Exercise brief »
Reproduce word for word the portion of the Arizona Derby Dames passage between "Arizona Derby Dames" and "Arizona Roller Derby.", inclusive.

Passage »
━━━━━━━━━━━━━━━━━━━━━━━━━━━━━━

Arizona Derby Dames (AZDD) is an all-women's amateur roller derby league based in the Phoenix, Arizona metropolitan area. The league currently plays banked-track roller derby.

AZDD was founded by four skaters, Suzy Homewrecker (XXX), Joan Threat (50), All The Way Mae (213) and Prima Donna (32). These skaters aspired for AZDD to become Arizona's first banked-track roller derby league. Suzy Homewrecker originally skated for TXRD Lonestar Rollergirls, one of the first leagues that was established of the current resurgence of roller derby, and the league featured on Rollergirls. These founding skaters were originally members of Arizona Roller Derby.

AZDD normally holds one doubleheader bout per month. Between 2006 and 2008, these bouts were held at the Castle Sports Club in Phoenix. In late 2008, the league announced that the 2009 season would be held in the Arizona Veterans Memorial Coliseum. The Castle Sports Club is still the venue for Arizona Roller Derby and Desert Dolls Roller Derby.

━━━━━━━━━━━━━━━━━━━━━━━━━━━━━━

Information shown »

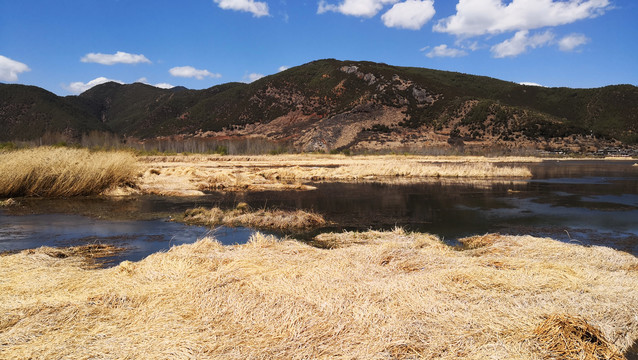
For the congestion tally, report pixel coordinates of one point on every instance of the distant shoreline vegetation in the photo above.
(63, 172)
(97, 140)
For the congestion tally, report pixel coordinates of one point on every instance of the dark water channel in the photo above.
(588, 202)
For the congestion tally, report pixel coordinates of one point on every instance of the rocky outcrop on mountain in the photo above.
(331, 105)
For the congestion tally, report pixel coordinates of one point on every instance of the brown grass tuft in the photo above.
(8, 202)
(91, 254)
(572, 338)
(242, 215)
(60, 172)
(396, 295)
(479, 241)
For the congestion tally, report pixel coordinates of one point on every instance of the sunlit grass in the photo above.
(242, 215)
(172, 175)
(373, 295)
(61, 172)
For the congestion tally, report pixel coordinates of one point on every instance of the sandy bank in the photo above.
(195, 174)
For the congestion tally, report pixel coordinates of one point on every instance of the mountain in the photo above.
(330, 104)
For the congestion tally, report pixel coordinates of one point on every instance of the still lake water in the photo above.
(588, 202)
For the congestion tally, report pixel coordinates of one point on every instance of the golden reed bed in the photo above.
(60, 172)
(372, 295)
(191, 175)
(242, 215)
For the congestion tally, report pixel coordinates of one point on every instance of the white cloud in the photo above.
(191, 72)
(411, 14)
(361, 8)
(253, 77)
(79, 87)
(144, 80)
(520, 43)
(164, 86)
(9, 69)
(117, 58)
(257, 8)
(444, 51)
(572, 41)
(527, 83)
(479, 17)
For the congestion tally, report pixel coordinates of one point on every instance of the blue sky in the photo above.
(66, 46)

━━━━━━━━━━━━━━━━━━━━━━━━━━━━━━

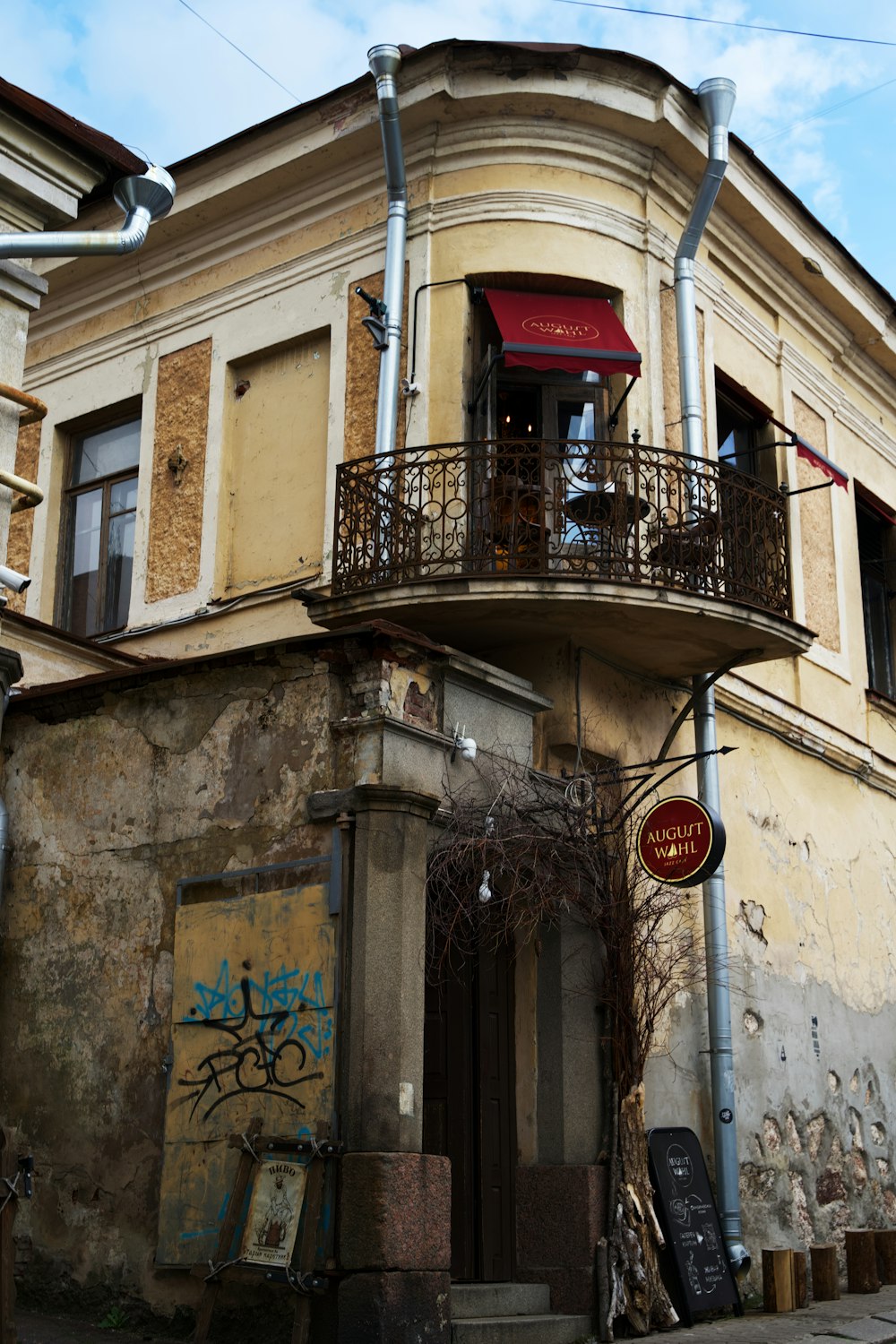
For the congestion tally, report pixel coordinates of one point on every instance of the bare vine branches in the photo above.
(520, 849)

━━━━━━━━━━━━━━━━━━━━━━━━━━━━━━

Answer to this problem »
Arizona Derby Dames (AZDD) is an all-women's amateur roller derby league based in the Phoenix, Arizona metropolitan area. The league currently plays banked-track roller derby.

AZDD was founded by four skaters, Suzy Homewrecker (XXX), Joan Threat (50), All The Way Mae (213) and Prima Donna (32). These skaters aspired for AZDD to become Arizona's first banked-track roller derby league. Suzy Homewrecker originally skated for TXRD Lonestar Rollergirls, one of the first leagues that was established of the current resurgence of roller derby, and the league featured on Rollergirls. These founding skaters were originally members of Arizona Roller Derby.